> What the task requires: Render all of the material below as a two-column CSV with the columns prompt_text and marked_points. Give one row to each text and its answer, with each value in a single quoted field and line breaks replaced by spaces, and leave out the pictures.

> Dataset records:
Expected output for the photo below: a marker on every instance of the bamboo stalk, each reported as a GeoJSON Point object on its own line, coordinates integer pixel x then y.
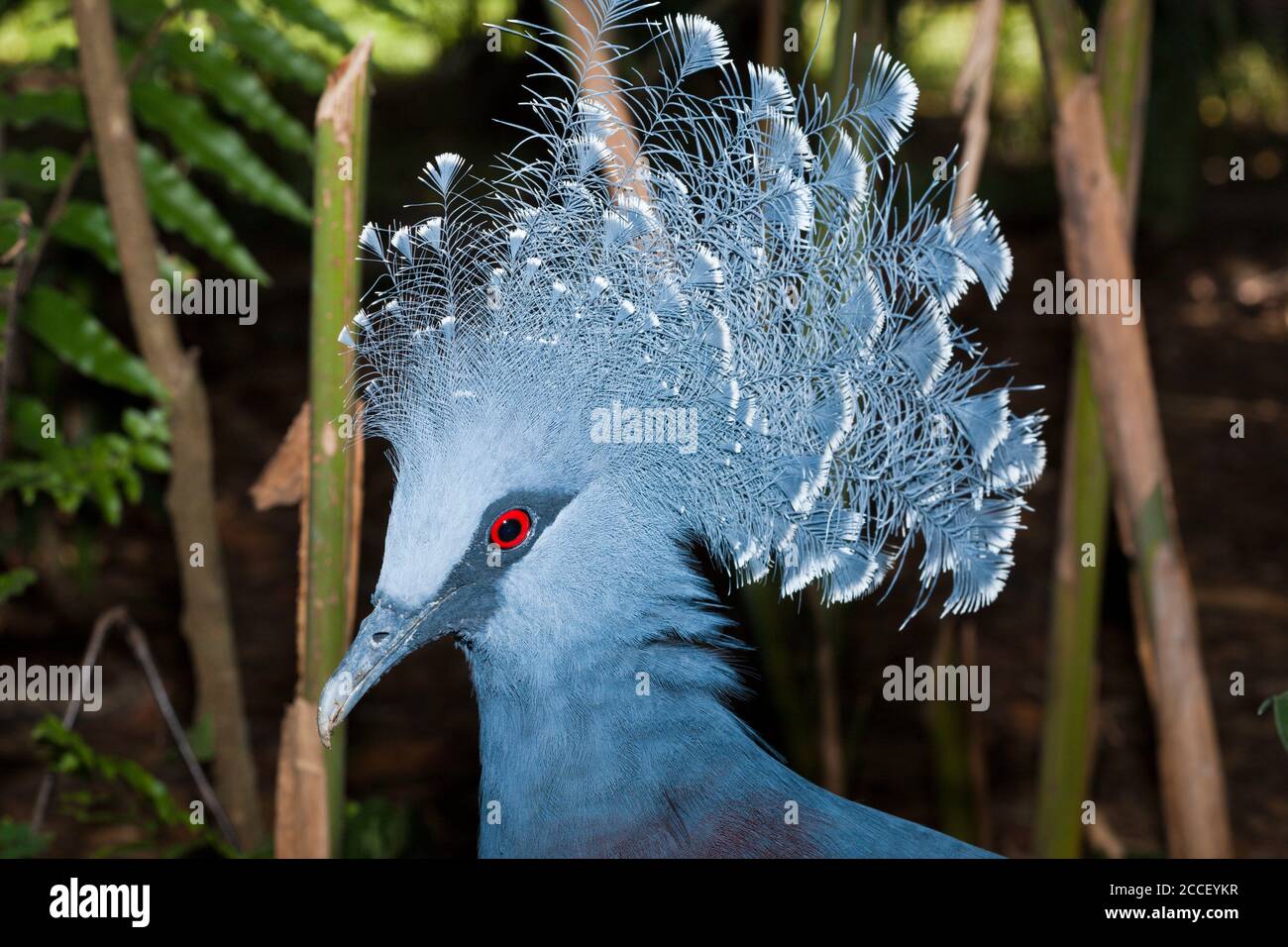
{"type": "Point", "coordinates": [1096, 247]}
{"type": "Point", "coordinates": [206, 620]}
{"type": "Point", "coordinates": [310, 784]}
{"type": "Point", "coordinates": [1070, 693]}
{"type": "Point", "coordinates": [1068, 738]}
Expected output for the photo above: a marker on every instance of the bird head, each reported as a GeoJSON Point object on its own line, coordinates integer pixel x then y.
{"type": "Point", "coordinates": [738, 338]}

> Response to this exercise:
prompt_text,marked_points
"Expected output for the photo below: a marker on every instance of the bamboo stalk, each reported as a GeoJSON Point object on its own line, coordinates integer pixel x then y.","{""type"": ""Point"", ""coordinates"": [1096, 247]} {""type"": ""Point"", ""coordinates"": [206, 620]} {""type"": ""Point"", ""coordinates"": [310, 784]} {""type"": ""Point"", ""coordinates"": [1070, 693]} {""type"": ""Point"", ""coordinates"": [1068, 738]}"
"Expected output for the photo above: a marker on every instance of the bird head, each reported as a GeoJSON Point object on its own line, coordinates integer pixel x then y.","{""type"": ""Point"", ""coordinates"": [738, 338]}"